- STATED GOAL:
Reproduce the items below with every "sky" swapped for "background" and nothing else changed. Leave out the pictures.

══════════════════════════════

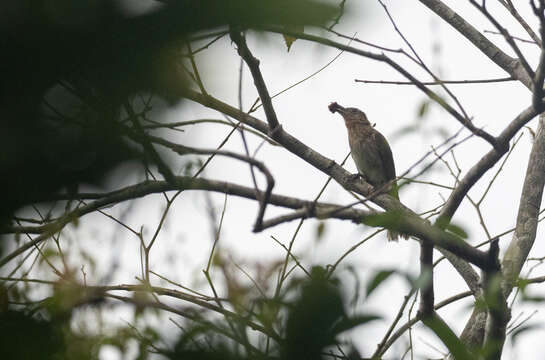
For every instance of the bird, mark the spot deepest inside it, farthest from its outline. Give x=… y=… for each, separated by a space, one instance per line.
x=371 y=153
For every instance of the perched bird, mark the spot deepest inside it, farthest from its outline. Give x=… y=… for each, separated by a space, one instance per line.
x=371 y=153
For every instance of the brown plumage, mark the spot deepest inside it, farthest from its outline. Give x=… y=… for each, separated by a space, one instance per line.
x=371 y=153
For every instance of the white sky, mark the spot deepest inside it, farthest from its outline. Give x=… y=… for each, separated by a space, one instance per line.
x=183 y=246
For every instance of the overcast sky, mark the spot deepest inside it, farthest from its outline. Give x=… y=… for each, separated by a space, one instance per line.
x=302 y=111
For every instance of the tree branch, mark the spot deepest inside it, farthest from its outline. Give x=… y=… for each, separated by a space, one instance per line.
x=510 y=65
x=527 y=218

══════════════════════════════

- OUTPUT:
For every instance of the bird, mark the spot deepest inside it, farthest from its outline. Give x=… y=… for each, separated by a space, one instance per line.
x=371 y=153
For every instance of the perched bird, mark the spot deepest inside it, farthest from its outline. Give x=… y=… for each, separated by a space, one instance per line.
x=371 y=153
For every instance of the brown plumage, mark the spot deepest inside it, farthest from its outline. Give x=… y=… for each, separated by a space, one instance per line.
x=371 y=153
For every instance of the white background, mark the spot deepest inside it, farthest from its outline. Give x=… y=… for each, separated by a space, one instance per line.
x=183 y=246
For every instance of the overcast background, mark the spot deepest inside it, farthest from its outline. Give x=… y=… for each, separated by a space, one instance per line.
x=302 y=111
For every instance of the tree branch, mark the spot deepest inside it, farthest from its outline. Give x=… y=… for each, separated by a space, one instance per line.
x=510 y=65
x=527 y=218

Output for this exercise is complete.